== Aufgabe 1 ==
Nenne alle Figuren, die im Personenverzeichnis des Lesetexts mit einer Anrede oder einem Titel aufgeführt sind.

Ausgezeichnet mit dem Gerhard-Hauptmann-Preis für das Drama der Freien Volksbühne e.V. Berlin

Personen:

Herr Krautgartner
Frau Kraus
Frau Waldauf
Anton Hubitschka
Poltawetz
Professor Holzknecht
Mila
Grossvater
Jarmilka
Abraham

 

Über das Stück

Traiskirchen ist ein Ort mit einem Flüchtlingslager südlich von Wien. In diesem Stück vermischen sich Gegenwart und Vergangenheit einer tschechischen Emigrantenfamilie mit der von Verwaltungsangestellten und Einheimischen. Vergangenheiten treffen aufeinender, die noch nicht zur Gegenwart gefunden haben. Das Stück, dessen Handlung in der Nacht des 24. Juni von der Dämmerung bis zum Morgen grauen spielt, ist eine Art von „Sommernachtstraum“, in dem der Tod seinen Auftritt hat und sich merkwürdige Dinge abspielen. Wir erleben eine Lagersituation, die vor und nach 1945 gespielt haben könnte – das ist letztlich das Bestürzende und das Unheimliche.
(Klaus Völker im Programmheft der Uraufführung)

== Vorliegende Einträge ==
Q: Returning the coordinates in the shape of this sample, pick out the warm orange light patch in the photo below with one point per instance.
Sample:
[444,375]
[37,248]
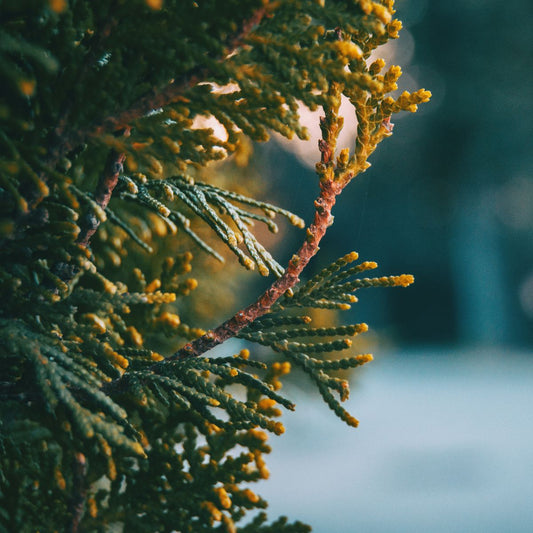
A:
[58,6]
[156,5]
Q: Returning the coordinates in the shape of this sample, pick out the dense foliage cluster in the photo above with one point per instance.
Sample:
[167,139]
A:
[105,197]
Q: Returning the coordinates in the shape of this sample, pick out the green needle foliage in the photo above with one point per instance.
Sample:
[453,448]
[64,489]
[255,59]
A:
[114,413]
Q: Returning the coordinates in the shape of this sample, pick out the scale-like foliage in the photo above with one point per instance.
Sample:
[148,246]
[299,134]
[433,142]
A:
[105,196]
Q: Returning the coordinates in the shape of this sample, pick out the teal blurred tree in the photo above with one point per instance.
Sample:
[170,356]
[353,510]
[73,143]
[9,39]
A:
[114,414]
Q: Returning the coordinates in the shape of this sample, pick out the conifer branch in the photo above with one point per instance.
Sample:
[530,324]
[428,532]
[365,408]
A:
[112,170]
[155,99]
[329,190]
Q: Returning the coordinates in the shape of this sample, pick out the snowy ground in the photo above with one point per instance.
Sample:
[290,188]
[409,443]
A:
[445,445]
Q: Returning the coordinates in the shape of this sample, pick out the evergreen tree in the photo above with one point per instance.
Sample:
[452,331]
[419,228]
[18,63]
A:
[114,414]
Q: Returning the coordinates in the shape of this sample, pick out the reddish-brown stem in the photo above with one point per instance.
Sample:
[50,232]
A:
[112,170]
[329,190]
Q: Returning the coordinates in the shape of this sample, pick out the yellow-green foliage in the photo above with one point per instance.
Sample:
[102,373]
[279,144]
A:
[106,202]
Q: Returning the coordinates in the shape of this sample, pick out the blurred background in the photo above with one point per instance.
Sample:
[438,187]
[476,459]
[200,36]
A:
[446,436]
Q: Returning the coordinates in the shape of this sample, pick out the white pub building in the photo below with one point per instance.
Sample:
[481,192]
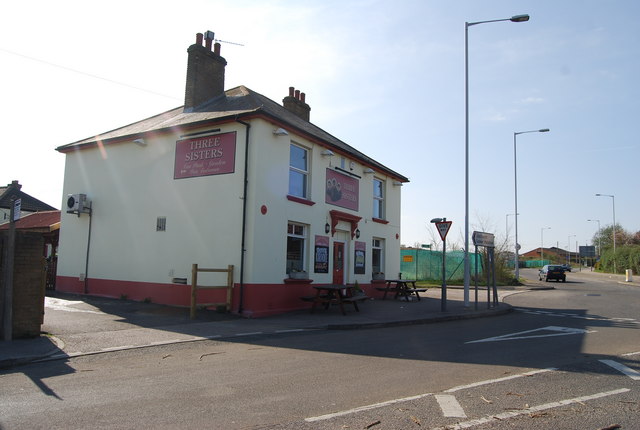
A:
[231,178]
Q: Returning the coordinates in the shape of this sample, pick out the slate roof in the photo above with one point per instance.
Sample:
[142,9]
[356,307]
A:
[28,204]
[41,221]
[236,103]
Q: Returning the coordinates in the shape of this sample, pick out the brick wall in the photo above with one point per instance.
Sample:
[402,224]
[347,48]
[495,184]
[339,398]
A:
[28,284]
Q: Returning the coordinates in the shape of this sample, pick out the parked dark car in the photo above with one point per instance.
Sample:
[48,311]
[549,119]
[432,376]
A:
[551,271]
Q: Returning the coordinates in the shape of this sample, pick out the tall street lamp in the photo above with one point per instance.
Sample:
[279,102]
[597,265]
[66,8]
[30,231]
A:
[542,242]
[515,18]
[599,244]
[569,247]
[506,232]
[515,175]
[613,201]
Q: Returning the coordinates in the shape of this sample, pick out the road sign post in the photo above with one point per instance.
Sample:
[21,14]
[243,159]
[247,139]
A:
[443,228]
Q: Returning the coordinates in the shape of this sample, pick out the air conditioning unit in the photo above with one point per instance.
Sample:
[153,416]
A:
[77,203]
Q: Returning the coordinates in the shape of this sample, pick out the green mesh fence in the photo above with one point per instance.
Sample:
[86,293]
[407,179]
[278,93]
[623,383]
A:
[422,264]
[534,263]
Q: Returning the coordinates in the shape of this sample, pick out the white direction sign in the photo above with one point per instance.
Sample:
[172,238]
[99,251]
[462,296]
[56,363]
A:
[549,331]
[443,228]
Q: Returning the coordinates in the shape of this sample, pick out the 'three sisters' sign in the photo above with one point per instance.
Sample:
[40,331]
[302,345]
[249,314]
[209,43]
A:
[205,156]
[342,190]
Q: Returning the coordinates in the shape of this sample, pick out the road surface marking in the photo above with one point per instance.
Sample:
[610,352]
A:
[65,305]
[556,331]
[577,316]
[450,406]
[513,414]
[631,373]
[492,381]
[366,408]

== Aufgabe 2 ==
Stelle in den Einträgen alles von der Zeile mit „the white direction“ bis hinunter zum Ende der Einträge als Markdown-Tabelle dar. Die Spalte „Nr“ enthält eine fortlaufende Zeilennummer und die Spalte „Zeile“ den Wortlaut; Leerzeilen entfallen.

== Ergebnis 1 ==
- Herr Krautgartner
- Frau Kraus
- Frau Waldauf
- Professor Holzknecht

== Ergebnis 2 ==
| Nr | Zeile |
|---|---|
| 1 | Q: Returning the coordinates in the shape of this sample, pick out the white direction sign in the photo above with one point per instance. |
| 2 | Sample: |
| 3 | [172,238] |
| 4 | [99,251] |
| 5 | [462,296] |
| 6 | [56,363] |
| 7 | A: |
| 8 | [549,331] |
| 9 | [443,228] |
| 10 | Q: Returning the coordinates in the shape of this sample, pick out the 'three sisters' sign in the photo above with one point per instance. |
| 11 | Sample: |
| 12 | [40,331] |
| 13 | [302,345] |
| 14 | [249,314] |
| 15 | [209,43] |
| 16 | A: |
| 17 | [205,156] |
| 18 | [342,190] |
| 19 | Q: Returning the coordinates in the shape of this sample, pick out the road surface marking in the photo above with one point per instance. |
| 20 | Sample: |
| 21 | [610,352] |
| 22 | A: |
| 23 | [65,305] |
| 24 | [556,331] |
| 25 | [577,316] |
| 26 | [450,406] |
| 27 | [513,414] |
| 28 | [631,373] |
| 29 | [492,381] |
| 30 | [366,408] |